Required work
Turn the lines of the entries, from the line with "indicate the night sky with a point" through the end, into a Markdown table with two columns: Row, which holds a running number, and Line, which holds that line. Leave out any blank lines.
* BEGIN Available records *
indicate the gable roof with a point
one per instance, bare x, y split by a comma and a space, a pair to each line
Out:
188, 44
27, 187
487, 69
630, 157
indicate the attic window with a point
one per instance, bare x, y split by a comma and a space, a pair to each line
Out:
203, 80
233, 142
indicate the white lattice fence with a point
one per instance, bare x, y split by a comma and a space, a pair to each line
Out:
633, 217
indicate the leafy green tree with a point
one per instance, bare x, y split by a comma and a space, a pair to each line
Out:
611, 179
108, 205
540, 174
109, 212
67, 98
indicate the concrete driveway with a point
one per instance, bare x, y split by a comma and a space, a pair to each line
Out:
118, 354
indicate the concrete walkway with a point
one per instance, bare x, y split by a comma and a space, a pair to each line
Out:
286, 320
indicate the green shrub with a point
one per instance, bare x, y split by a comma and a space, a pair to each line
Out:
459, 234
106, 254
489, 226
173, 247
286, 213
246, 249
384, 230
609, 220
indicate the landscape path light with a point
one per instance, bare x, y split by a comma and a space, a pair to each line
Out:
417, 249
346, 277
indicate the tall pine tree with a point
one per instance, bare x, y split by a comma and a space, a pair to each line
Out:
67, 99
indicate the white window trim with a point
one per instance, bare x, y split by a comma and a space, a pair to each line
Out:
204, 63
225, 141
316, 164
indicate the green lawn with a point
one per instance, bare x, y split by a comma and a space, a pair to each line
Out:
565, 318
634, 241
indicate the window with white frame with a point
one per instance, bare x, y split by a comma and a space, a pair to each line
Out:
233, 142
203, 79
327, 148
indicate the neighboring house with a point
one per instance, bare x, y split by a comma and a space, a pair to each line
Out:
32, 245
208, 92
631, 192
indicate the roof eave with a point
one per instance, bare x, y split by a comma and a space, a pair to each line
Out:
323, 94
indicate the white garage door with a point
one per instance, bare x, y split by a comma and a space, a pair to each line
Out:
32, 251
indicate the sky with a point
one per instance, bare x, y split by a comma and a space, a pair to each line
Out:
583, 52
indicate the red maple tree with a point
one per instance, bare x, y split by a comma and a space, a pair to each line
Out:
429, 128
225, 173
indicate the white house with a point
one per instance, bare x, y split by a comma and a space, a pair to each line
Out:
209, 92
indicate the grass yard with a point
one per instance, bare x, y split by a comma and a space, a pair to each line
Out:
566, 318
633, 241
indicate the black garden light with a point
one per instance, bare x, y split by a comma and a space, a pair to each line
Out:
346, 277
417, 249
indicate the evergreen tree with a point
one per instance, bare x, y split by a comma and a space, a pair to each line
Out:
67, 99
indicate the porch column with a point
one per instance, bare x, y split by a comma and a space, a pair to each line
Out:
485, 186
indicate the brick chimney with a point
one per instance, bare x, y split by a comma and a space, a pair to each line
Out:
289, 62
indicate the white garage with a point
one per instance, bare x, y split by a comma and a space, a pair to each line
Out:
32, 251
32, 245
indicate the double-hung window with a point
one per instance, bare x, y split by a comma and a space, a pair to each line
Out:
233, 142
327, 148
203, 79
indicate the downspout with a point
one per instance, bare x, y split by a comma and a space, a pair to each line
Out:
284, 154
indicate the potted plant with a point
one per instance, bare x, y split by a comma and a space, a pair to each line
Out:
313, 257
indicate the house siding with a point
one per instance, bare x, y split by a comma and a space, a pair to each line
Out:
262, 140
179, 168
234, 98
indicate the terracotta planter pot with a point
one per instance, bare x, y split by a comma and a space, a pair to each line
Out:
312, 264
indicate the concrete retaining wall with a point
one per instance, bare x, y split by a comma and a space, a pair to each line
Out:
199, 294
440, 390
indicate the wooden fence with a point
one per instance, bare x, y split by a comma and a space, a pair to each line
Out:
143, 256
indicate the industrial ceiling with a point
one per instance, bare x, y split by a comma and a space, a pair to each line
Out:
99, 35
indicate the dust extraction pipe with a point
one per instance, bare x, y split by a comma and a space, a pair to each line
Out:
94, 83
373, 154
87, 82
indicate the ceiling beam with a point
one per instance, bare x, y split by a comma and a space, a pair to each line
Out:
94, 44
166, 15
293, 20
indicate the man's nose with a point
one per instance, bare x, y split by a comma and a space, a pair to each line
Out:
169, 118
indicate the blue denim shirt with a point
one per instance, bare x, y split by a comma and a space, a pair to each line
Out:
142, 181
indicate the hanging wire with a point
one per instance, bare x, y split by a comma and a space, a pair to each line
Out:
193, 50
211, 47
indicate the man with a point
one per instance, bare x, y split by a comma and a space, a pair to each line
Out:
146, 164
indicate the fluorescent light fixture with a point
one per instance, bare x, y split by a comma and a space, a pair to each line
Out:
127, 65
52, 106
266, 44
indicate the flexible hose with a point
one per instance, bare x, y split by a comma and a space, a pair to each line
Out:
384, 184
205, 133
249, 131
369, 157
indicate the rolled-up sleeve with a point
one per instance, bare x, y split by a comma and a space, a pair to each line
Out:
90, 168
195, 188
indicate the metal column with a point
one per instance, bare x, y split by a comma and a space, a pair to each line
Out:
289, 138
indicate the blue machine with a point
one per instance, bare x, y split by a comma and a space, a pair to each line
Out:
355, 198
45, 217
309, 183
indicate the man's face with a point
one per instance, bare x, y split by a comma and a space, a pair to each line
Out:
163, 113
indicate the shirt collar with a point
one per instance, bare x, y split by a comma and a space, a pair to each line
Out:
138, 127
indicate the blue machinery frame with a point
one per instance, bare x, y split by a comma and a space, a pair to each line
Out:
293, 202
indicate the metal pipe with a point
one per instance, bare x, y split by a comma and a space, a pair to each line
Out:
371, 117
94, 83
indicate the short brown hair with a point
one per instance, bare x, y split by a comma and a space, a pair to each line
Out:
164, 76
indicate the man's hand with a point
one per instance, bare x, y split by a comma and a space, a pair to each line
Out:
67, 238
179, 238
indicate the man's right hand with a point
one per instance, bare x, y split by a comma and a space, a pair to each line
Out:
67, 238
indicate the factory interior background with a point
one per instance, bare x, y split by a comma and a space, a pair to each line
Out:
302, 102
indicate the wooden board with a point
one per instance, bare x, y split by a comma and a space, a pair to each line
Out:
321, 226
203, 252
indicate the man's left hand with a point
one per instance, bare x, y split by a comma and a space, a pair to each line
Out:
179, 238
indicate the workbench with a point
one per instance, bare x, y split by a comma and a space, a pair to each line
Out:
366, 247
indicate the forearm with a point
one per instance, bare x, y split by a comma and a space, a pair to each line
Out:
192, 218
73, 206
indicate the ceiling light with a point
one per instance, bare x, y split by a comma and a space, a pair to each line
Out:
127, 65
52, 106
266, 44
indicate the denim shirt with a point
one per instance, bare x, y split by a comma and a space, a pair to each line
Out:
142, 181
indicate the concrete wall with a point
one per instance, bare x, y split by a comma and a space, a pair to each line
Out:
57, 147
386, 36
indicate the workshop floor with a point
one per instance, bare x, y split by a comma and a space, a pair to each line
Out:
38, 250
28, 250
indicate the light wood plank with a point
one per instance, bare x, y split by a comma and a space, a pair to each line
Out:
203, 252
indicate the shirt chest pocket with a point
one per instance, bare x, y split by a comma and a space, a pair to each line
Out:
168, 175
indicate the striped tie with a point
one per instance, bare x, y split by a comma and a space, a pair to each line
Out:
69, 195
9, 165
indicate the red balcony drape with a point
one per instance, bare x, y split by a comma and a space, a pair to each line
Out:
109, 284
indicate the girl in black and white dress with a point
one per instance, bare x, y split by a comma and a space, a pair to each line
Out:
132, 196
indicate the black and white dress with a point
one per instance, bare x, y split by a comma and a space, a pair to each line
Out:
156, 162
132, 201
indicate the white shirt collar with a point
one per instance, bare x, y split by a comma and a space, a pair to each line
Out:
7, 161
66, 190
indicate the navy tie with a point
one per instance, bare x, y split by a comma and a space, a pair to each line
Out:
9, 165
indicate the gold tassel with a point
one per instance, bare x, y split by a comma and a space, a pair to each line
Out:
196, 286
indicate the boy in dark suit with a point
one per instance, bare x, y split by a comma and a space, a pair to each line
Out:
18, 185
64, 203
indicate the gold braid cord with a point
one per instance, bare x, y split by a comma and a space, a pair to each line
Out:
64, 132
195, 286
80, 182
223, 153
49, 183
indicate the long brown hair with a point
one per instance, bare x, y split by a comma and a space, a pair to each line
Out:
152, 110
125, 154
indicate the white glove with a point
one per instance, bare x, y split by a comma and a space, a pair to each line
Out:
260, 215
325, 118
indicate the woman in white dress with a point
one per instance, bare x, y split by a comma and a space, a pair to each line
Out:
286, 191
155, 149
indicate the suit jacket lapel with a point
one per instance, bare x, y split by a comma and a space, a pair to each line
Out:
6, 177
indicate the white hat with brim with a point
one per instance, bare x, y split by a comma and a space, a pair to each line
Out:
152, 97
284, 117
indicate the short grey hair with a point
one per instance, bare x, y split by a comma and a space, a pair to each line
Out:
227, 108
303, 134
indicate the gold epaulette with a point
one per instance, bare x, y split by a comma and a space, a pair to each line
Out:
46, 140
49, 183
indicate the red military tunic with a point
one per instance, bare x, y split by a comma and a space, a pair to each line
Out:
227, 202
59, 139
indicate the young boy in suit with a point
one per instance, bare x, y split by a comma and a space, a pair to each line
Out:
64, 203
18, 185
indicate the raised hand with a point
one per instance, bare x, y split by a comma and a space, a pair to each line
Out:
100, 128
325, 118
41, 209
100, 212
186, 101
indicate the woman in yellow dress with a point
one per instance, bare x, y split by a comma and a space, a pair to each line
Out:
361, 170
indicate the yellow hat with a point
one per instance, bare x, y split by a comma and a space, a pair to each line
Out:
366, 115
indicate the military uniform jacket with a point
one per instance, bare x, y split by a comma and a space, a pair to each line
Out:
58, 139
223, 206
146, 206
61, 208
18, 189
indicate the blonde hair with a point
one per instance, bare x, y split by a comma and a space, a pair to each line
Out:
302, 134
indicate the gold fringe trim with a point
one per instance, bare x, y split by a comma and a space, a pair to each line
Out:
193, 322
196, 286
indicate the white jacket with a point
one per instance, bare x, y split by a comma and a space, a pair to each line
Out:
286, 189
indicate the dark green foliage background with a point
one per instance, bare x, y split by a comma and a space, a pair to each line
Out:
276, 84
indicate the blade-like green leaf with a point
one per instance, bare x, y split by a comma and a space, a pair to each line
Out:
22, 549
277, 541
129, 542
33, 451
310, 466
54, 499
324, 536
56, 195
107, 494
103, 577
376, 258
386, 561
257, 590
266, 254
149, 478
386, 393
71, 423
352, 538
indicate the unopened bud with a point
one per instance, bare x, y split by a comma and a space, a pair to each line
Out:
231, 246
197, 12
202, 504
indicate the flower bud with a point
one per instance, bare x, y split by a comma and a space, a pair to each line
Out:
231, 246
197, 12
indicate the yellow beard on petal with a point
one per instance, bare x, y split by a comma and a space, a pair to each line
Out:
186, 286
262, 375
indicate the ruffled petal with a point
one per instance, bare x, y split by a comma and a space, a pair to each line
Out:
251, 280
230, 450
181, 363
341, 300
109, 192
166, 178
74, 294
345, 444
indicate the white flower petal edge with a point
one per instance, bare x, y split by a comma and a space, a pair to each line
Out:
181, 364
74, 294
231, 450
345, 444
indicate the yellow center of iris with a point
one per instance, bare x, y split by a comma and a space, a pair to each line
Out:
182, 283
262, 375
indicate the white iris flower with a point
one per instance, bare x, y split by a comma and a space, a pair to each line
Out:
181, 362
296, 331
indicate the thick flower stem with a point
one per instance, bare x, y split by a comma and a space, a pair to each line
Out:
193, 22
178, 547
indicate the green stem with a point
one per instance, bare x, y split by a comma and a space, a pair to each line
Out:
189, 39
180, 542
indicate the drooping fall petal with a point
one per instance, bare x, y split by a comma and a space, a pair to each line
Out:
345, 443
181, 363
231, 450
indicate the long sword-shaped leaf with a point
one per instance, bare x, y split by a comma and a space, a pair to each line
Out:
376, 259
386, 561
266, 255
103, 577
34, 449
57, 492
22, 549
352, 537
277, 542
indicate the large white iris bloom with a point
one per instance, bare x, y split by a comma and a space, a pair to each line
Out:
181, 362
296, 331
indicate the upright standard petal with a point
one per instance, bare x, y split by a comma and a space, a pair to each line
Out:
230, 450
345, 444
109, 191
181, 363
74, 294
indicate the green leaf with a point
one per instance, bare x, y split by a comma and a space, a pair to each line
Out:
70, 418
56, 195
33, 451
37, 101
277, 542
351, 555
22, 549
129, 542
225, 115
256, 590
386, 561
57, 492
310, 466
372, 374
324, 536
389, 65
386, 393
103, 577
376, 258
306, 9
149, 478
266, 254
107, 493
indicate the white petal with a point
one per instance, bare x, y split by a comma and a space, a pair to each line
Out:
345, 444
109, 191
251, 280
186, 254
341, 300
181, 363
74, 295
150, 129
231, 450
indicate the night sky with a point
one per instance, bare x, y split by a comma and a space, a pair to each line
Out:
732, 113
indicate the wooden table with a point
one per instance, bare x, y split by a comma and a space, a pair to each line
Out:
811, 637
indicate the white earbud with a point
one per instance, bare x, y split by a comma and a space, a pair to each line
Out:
* END Available records *
Correct result
| Row | Line |
|---|---|
| 1 | indicate the night sky with a point |
| 2 | one per instance, bare x, y split by a comma and a space, a pair to each line |
| 3 | Out: |
| 4 | 732, 113 |
| 5 | indicate the wooden table with a point |
| 6 | one per instance, bare x, y split by a comma and a space, a pair to each line |
| 7 | Out: |
| 8 | 811, 637 |
| 9 | indicate the white earbud with a point |
| 10 | one per instance, bare x, y split by a comma and a space, a pair to each line |
| 11 | Out: |